**TEXTAUSZUG:**
☆ ☆ ☆ ☆ ☆

Es gibt auch im Jahreskreis immer wieder Raunächte. Es sind dies die Nächte, in der es um die Zwischenzeit geht. So zum Beispiel vom 31. Oktober auf den 1. November. An diesen Verbindungstagen sind die Tore zwischen Himmel und Erde immer weit offen. In der Zeit zwischen Weihnachten und Dreikönig ist das besonders, weil diese Zeitspanne das Verbindende ist. In der Heiligen Nacht zwischen dem 24. und dem 25. Dezember hat es geheißen, dass die Tiere sprechen. Die Menschen sind in den Stall gegangen, um den Tieren beim Reden zuzuhören. Meist ging es darum, dass die Tiere erzählt haben, wer im nächsten Jahr stirbt. Das war alles mit viel Angst und Aberglauben behaftet. Es war sehr gruselig.
In der Heiligen Nacht beginnen die Christmetten erst um Mitternacht. Nachdem die Menschen von der Kirche zurückgekommen sind, haben sie oft noch eine Suppe gegessen.
Sie sind ja teilweise zwei bis drei Stunden gegangen. Auch wenn es geschneit und gestürmt hat und es eisig war. Das kann man sich heute nicht mehr vorstellen. Die Christmetten waren deshalb so spät, damit die Menschen von allen Dörfern herbeikommen konnten. Das war einerseits sehr anstrengend, andererseits auch sehr verbindend. Es musste immer einer zu Hause bleiben, um auf den Hof aufzupassen. In den Raunächten kamen ja die bösen Geister. Am 24. Dezember kann man damit beginnen, ein Tagebuch zu schreiben, auf Träume zu achten etc. Es ist die Zeit der Reflexion. Man kann zur Ruhe kommen, denn die Zeit vor Weihnachten ist ja oft die Zeit mit dem größten Stress. Weihnachten wird hier bereits vorgefeiert.
Die nächsten Raunächte?
Es geht dann so dahin. Der 28. Dezember ist der Tag der unschuldigen Kinder. Er erinnert an die Kindermorde durch Herodes.
Inzwischen weiß man, dass das Propaganda der Christen war und historisch nicht stattgefunden hat.
Es glauben alle daran, die diese Geschichte kennen. So hat sich der Brauch entwickelt. Es ist der Brauch der verkehrten Welt, der in Spanien praktiziert wird. Da haben die Kinder das Sagen. Die Kinder dürfen die Erwachsenen in die Irre führen und mit ihnen Scherze treiben wie bei uns am 1. April. Die Kinder schlagen die Erwachsenen mit Birken und Haselruten gesund.
Die Qualität der Raunächte hat mit dem Räuchern zu tun, was man an allen Raunächten praktizieren kann.
Sie empfehlen das Räuchern?
Man darf sich darauf ruhig einlassen. Man soll sich dafür Zeit nehmen. Es soll auch das Wohlwollen aller Familienmitglieder da sein. Es geht hier wieder um die Verbindung von Himmel und Erde. Das Heilige, was wir gesammelt haben, steigt auf. Der Weihrauch hat auch desinfizierende Wirkung.

☆ ☆ ☆ ☆ ☆

**Einträge aus einem Datensatz:**
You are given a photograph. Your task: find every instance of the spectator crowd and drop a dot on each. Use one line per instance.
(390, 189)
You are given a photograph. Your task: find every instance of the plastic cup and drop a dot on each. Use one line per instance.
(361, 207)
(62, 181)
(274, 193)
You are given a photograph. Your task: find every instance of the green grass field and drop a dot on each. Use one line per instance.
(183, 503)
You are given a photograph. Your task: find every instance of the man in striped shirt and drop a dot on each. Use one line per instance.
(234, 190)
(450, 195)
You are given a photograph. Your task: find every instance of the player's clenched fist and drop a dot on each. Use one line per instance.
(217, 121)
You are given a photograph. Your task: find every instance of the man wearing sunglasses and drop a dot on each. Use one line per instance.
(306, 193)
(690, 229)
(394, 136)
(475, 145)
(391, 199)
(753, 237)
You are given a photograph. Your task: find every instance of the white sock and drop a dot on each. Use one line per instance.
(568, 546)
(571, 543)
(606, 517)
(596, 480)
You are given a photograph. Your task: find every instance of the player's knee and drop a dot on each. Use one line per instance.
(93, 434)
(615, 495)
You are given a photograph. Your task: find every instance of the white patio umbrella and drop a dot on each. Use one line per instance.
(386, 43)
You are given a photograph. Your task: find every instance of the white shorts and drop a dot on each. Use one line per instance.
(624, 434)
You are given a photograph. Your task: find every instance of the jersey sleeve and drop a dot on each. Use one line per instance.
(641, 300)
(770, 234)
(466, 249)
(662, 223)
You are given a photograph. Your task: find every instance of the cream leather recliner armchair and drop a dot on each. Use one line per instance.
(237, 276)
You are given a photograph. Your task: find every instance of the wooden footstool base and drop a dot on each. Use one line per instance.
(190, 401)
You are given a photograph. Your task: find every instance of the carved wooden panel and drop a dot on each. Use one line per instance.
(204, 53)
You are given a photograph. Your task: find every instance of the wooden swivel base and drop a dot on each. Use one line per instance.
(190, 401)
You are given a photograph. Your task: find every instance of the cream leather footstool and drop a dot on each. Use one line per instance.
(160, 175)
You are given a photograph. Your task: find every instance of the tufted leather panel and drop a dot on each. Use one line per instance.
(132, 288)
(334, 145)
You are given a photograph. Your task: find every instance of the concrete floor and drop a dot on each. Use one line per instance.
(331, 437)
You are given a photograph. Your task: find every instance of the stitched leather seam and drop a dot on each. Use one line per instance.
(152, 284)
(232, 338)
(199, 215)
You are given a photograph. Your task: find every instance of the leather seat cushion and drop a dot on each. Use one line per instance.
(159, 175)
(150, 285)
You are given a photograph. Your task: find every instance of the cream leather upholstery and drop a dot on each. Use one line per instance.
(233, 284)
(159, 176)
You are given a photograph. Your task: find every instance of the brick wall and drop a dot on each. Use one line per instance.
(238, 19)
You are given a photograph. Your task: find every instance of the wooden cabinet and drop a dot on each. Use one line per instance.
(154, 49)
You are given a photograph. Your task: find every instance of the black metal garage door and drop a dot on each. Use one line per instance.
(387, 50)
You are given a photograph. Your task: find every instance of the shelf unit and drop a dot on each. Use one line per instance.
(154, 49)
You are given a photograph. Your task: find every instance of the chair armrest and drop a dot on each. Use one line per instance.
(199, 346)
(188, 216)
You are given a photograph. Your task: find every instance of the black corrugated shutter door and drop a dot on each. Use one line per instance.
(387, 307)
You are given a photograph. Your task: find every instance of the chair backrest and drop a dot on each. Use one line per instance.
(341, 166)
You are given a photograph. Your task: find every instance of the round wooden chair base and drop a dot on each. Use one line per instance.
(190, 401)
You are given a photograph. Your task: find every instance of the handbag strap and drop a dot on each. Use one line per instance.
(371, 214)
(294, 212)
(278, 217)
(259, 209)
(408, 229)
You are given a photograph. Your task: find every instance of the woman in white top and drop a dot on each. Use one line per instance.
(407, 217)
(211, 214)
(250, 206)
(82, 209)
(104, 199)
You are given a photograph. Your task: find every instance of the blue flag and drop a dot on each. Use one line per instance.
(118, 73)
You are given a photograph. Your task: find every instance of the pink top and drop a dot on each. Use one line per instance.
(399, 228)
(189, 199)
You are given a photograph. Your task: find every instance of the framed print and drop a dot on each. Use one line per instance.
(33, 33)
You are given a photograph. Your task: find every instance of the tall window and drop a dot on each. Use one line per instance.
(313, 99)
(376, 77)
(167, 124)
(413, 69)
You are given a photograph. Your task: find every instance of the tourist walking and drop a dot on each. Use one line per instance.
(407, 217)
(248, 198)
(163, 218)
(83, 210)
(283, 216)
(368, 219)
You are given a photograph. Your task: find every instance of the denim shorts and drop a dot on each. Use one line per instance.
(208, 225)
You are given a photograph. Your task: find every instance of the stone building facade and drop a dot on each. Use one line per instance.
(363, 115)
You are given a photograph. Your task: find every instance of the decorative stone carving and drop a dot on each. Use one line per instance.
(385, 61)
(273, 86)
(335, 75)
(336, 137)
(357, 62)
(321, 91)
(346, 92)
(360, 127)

☆ ☆ ☆ ☆ ☆

**AUFGABEN:**
1. Beantworte anhand des Textes über die Raunächte kurz diese Fragen:
(a) Was sollen die Tiere in der Heiligen Nacht erzählt haben?
(b) Warum begannen die Christmetten so spät?
(c) Welche Wirkung des Weihrauchs wird genannt?
2. Zitiere aus dem Text über die Raunächte wörtlich den Abschnitt von „Sie sind ja“ bis einschließlich „hier bereits vorgefeiert.“.

**ANTWORTEN:**
1.
(a) Wer im nächsten Jahr stirbt.
(b) Damit die Menschen von allen Dörfern herbeikommen konnten.
(c) Eine desinfizierende Wirkung.

2.
Sie sind ja teilweise zwei bis drei Stunden gegangen. Auch wenn es geschneit und gestürmt hat und es eisig war. Das kann man sich heute nicht mehr vorstellen. Die Christmetten waren deshalb so spät, damit die Menschen von allen Dörfern herbeikommen konnten. Das war einerseits sehr anstrengend, andererseits auch sehr verbindend. Es musste immer einer zu Hause bleiben, um auf den Hof aufzupassen. In den Raunächten kamen ja die bösen Geister. Am 24. Dezember kann man damit beginnen, ein Tagebuch zu schreiben, auf Träume zu achten etc. Es ist die Zeit der Reflexion. Man kann zur Ruhe kommen, denn die Zeit vor Weihnachten ist ja oft die Zeit mit dem größten Stress. Weihnachten wird hier bereits vorgefeiert.